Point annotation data
====

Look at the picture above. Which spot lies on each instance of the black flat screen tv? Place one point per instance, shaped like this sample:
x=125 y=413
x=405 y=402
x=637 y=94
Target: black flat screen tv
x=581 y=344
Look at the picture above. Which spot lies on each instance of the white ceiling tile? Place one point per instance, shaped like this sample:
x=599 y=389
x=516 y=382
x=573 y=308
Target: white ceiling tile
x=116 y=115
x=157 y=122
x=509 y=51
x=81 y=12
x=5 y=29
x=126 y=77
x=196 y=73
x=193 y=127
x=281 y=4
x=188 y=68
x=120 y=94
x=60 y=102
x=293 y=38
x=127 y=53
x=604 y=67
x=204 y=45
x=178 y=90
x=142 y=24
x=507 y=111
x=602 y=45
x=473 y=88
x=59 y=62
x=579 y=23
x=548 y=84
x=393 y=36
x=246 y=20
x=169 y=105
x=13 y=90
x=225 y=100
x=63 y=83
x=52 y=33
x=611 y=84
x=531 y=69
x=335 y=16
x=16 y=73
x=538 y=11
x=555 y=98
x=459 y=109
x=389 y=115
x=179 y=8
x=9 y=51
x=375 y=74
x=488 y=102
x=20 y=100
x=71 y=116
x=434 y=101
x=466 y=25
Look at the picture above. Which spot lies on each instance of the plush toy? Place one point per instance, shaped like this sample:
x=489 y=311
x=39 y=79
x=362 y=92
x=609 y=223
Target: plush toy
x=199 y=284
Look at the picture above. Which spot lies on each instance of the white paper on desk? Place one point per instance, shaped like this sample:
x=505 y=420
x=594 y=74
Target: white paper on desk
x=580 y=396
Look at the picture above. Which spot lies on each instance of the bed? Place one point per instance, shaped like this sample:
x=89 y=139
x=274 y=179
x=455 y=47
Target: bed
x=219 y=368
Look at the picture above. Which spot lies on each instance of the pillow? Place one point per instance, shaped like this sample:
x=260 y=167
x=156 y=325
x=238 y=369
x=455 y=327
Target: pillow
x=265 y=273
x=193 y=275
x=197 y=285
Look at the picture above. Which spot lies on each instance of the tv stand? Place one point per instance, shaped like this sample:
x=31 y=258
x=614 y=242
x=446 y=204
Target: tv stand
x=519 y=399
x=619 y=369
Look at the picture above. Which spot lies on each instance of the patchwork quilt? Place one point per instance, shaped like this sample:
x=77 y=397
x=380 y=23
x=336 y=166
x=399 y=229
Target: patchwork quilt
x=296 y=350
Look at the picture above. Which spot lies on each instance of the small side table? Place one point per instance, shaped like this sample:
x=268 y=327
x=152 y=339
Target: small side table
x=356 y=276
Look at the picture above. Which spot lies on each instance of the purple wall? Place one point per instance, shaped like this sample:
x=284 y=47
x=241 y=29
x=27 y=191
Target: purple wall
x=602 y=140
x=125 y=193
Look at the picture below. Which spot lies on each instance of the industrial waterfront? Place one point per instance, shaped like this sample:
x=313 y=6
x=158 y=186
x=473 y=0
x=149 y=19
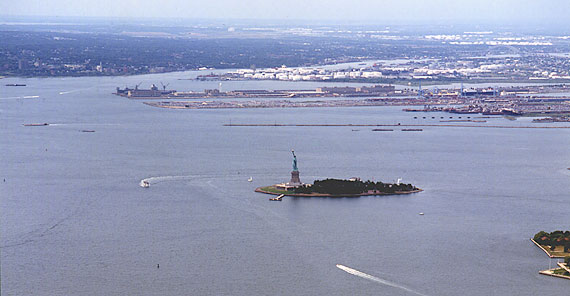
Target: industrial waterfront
x=75 y=219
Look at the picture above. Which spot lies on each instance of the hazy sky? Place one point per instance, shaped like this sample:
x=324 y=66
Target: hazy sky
x=367 y=10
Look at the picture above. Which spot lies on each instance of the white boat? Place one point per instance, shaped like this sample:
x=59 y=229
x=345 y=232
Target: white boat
x=144 y=184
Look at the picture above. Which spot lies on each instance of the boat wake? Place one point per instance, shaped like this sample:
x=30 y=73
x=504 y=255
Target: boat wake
x=21 y=97
x=160 y=179
x=375 y=279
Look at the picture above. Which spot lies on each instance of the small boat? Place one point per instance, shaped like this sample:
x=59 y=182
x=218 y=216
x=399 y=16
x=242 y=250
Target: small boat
x=278 y=198
x=36 y=124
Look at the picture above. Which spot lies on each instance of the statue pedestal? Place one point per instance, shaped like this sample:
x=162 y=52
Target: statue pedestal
x=295 y=178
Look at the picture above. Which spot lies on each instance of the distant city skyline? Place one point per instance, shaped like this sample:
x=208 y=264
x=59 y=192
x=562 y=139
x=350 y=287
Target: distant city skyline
x=467 y=11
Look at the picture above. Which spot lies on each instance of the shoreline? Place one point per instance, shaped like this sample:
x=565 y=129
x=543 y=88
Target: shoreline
x=390 y=125
x=545 y=251
x=259 y=190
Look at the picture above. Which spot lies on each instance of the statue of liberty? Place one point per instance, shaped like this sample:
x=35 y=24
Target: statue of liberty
x=294 y=161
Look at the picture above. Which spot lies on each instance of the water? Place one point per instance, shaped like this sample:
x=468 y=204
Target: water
x=76 y=222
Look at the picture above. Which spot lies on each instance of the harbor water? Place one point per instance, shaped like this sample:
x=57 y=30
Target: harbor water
x=75 y=220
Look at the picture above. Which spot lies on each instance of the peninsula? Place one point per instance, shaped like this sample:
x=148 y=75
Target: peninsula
x=556 y=245
x=353 y=187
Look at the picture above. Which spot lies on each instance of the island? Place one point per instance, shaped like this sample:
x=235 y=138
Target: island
x=352 y=187
x=556 y=245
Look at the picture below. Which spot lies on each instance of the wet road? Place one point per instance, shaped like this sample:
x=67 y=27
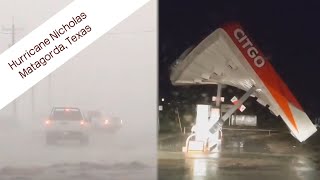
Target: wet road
x=25 y=156
x=278 y=156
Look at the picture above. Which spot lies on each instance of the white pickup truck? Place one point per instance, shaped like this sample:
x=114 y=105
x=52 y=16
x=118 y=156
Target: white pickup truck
x=66 y=123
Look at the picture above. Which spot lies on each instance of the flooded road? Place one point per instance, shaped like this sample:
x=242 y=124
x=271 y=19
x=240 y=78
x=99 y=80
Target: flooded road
x=248 y=156
x=25 y=156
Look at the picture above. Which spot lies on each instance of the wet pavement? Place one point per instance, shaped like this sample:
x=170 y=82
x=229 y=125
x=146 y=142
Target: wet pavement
x=247 y=156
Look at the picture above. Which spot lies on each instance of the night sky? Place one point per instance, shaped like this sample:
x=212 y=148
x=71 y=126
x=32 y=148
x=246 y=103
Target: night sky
x=288 y=33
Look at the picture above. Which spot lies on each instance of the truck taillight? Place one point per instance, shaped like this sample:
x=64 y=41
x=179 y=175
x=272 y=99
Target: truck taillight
x=47 y=122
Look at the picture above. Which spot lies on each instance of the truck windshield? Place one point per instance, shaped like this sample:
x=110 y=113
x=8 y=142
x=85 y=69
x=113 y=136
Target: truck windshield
x=72 y=115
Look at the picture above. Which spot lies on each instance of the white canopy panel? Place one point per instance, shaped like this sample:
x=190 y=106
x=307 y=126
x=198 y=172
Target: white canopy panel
x=229 y=57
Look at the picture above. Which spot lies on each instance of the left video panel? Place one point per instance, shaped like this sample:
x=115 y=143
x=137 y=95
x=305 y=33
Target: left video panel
x=95 y=116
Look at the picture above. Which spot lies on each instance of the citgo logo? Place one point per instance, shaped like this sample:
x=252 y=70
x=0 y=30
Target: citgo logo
x=251 y=50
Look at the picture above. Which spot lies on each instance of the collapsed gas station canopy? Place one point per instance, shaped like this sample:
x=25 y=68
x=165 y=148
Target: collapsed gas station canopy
x=228 y=56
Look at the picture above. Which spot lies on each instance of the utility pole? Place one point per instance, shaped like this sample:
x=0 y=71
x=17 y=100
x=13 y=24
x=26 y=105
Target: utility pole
x=49 y=91
x=12 y=31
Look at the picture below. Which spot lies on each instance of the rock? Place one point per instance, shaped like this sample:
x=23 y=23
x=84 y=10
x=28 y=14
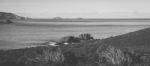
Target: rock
x=115 y=56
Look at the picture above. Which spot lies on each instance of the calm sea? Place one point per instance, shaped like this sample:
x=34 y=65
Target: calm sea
x=23 y=34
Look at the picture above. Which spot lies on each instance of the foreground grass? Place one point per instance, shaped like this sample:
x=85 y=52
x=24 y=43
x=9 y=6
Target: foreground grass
x=125 y=50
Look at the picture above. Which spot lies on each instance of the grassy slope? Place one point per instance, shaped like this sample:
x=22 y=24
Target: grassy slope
x=84 y=52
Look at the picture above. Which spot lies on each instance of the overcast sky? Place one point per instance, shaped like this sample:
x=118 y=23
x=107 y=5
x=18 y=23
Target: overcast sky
x=78 y=8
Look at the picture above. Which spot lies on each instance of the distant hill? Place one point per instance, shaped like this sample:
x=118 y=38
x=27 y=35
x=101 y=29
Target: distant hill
x=5 y=15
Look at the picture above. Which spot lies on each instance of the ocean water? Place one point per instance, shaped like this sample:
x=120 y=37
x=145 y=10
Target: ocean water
x=23 y=34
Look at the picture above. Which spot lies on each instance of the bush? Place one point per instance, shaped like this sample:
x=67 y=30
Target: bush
x=85 y=36
x=70 y=39
x=115 y=56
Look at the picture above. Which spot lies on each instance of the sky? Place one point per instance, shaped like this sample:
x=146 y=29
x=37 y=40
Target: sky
x=78 y=8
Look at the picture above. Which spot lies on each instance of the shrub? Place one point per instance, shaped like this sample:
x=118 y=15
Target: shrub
x=70 y=39
x=85 y=36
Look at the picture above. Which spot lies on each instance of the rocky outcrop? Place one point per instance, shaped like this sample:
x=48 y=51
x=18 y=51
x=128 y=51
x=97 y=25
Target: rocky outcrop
x=115 y=56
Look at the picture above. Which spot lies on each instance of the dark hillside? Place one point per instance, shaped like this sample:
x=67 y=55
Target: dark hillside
x=137 y=38
x=106 y=52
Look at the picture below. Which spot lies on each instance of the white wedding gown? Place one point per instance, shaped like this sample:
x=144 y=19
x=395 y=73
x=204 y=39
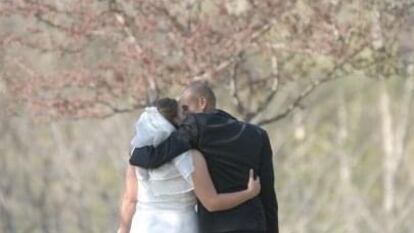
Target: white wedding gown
x=166 y=202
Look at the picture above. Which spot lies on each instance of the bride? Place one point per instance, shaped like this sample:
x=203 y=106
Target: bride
x=164 y=199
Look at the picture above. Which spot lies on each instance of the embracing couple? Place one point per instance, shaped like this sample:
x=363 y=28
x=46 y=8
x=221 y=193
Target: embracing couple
x=197 y=169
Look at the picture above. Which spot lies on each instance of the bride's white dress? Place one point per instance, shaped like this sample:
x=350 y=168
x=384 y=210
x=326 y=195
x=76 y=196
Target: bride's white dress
x=166 y=202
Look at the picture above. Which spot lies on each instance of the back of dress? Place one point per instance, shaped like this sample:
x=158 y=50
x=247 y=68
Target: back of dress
x=166 y=201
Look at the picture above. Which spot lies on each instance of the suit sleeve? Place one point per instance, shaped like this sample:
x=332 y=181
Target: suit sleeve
x=177 y=143
x=267 y=194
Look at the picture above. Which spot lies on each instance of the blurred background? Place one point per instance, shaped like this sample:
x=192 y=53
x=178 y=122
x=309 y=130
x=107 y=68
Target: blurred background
x=331 y=81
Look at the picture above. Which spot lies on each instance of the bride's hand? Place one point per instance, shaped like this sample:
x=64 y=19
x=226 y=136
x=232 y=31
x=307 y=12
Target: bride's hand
x=253 y=185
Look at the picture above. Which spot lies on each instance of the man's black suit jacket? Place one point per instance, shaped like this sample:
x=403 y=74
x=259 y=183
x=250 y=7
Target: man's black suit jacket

====

=== SET PROBLEM ===
Please rewrite the entries starting at the line containing "of the back" and ending at the end of the entries, requests included. Scale every coordinate in the answers by 1.75 and round to whole numbers with halves going up, but keep the requests and their sample points unchanged.

=== FINISHED ANSWER ===
Look at the picture above. Which spot lies on each instance of the back of dress? Place one point per instance, shaped like this sample:
x=158 y=50
x=247 y=68
Target: back of dress
x=291 y=352
Look at the picture above. Which spot lies on each instance of the suit sleeve? Place one point per instance, shaped like this sample:
x=332 y=181
Target: suit sleeve
x=310 y=250
x=467 y=340
Look at the picture above. Which spot lies on each instance of the blurred background? Place one point per instance, shaped like this sample:
x=192 y=53
x=178 y=122
x=309 y=130
x=107 y=68
Target: blurred background
x=579 y=142
Look at the picture above. Which spot lies on each instance of the bride's hand? Place one point per instance, shaped like this sample:
x=64 y=19
x=226 y=136
x=232 y=31
x=307 y=12
Target: bride's hand
x=443 y=324
Look at the picture above. Which spot lies on each instance of the man's black suit jacket? Place one point per instance, shaped like this sample:
x=403 y=74
x=259 y=183
x=250 y=7
Target: man's black suit jacket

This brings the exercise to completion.